▶ [Aim of the exercise]:
Return all entries word for word, but drop any images.

▶ [Data for this exercise]:

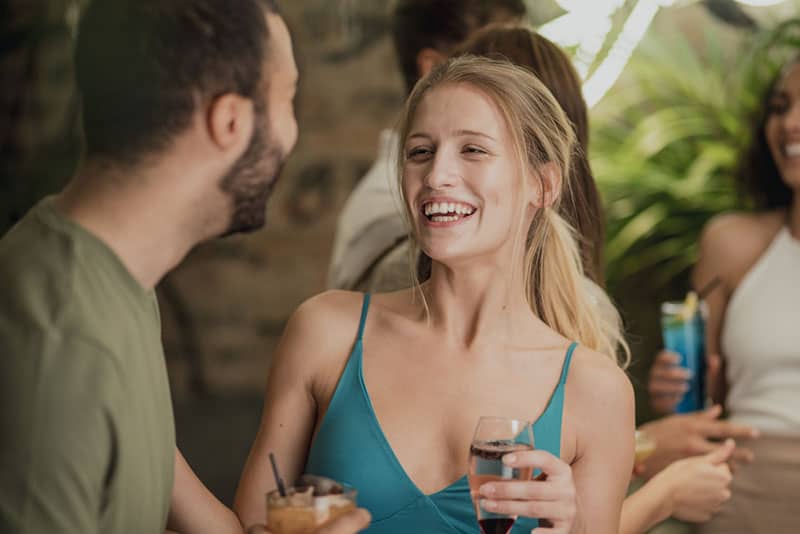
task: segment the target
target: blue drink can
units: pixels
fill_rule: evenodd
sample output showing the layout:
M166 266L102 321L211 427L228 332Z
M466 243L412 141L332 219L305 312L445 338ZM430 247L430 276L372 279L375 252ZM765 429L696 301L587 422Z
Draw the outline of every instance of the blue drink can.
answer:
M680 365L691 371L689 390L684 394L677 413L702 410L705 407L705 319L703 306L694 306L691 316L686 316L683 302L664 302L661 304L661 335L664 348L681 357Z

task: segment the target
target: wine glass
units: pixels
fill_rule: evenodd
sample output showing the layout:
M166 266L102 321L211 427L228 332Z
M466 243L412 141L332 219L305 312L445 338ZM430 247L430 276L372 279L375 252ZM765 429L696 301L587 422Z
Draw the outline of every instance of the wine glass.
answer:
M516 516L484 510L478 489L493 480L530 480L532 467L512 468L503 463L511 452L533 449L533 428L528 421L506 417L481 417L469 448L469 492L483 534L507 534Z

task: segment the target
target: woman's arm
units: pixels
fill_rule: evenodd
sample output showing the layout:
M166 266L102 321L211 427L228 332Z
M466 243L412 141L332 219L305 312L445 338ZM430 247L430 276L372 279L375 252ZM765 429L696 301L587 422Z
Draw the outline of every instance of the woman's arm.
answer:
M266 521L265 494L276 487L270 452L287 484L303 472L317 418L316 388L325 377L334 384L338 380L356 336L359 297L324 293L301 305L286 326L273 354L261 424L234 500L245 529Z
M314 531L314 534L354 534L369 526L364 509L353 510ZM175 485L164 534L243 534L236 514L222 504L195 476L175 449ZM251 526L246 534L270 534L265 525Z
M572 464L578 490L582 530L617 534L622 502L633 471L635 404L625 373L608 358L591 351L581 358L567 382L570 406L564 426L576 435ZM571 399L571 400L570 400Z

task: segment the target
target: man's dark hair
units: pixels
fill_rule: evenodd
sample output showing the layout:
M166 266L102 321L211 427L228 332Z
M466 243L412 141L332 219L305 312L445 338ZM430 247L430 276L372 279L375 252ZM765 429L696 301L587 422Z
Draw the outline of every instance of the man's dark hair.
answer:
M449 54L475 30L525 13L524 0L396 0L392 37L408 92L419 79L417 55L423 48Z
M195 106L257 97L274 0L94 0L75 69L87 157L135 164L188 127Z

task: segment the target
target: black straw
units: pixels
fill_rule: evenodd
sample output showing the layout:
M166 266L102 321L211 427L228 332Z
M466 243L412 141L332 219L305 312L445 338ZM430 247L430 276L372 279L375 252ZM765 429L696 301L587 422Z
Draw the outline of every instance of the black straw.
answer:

▶ [Written response]:
task: segment the target
target: blue drink can
units: pixels
fill_rule: evenodd
sample output showing the layout:
M166 266L102 321L211 427L228 332Z
M466 243L412 141L332 219L305 312L445 338ZM430 247L430 276L372 279L375 252ZM765 429L696 301L587 422Z
Draw the outline of every instance of the blue drink can.
answer:
M680 365L691 371L689 390L684 394L677 413L702 410L705 407L705 319L703 306L694 306L691 316L686 316L683 302L664 302L661 304L661 335L664 348L681 357Z

task: segment the target
target: wine glass
units: pixels
fill_rule: evenodd
sample output showing the layout:
M166 266L102 321L211 427L228 332Z
M466 243L412 141L332 219L305 312L445 338ZM430 247L430 276L372 279L375 252ZM765 429L696 301L587 422Z
Draw the outline of every instance of the wine glass.
answer:
M516 516L484 510L478 489L493 480L530 480L532 467L512 468L503 463L511 452L533 449L533 428L528 421L506 417L481 417L469 448L469 492L483 534L507 534Z

task: segment the target
target: woman's arm
units: pixels
fill_rule: evenodd
sample output showing the layout:
M166 266L102 321L211 427L228 332Z
M466 243L412 141L332 219L305 312L445 338ZM430 247L430 276L372 279L375 252ZM765 429L696 301L587 422Z
Draw the outline of every instance of the woman's arm.
answer:
M266 521L265 494L276 487L270 452L287 484L303 472L317 418L316 388L325 377L334 384L338 380L356 336L359 297L324 293L301 305L286 326L273 354L261 424L234 500L245 529Z
M314 531L314 534L354 534L369 526L364 509L353 510ZM175 485L164 534L243 534L236 514L222 504L195 476L175 449ZM251 526L246 534L270 534L265 525Z
M572 464L578 490L582 530L617 534L622 502L633 471L635 404L625 373L608 358L591 351L581 358L567 382L570 406L564 426L576 435ZM571 399L571 400L570 400Z

task: segment the target
target: man's dark hair
units: pixels
fill_rule: evenodd
sample output showing the layout:
M166 266L102 321L211 427L228 332Z
M466 243L412 141L332 219L305 312L445 338ZM430 247L430 276L372 279L375 252ZM765 429L696 301L587 422Z
Draw the outline of every instance of the man's dark hair.
answer:
M449 54L475 30L525 13L524 0L396 0L392 37L408 92L419 79L417 55L423 48Z
M195 106L257 97L274 0L94 0L75 69L87 157L135 164L188 127Z

task: segment the target
target: black straw
units: pixels
fill_rule: evenodd
sample output showing the layout:
M166 266L102 321L211 427L228 332Z
M466 243L412 141L332 219L305 312L445 338ZM430 247L430 276L372 279L375 252ZM765 429L696 301L587 422Z
Draw the outline of every instance of the black straw.
answer:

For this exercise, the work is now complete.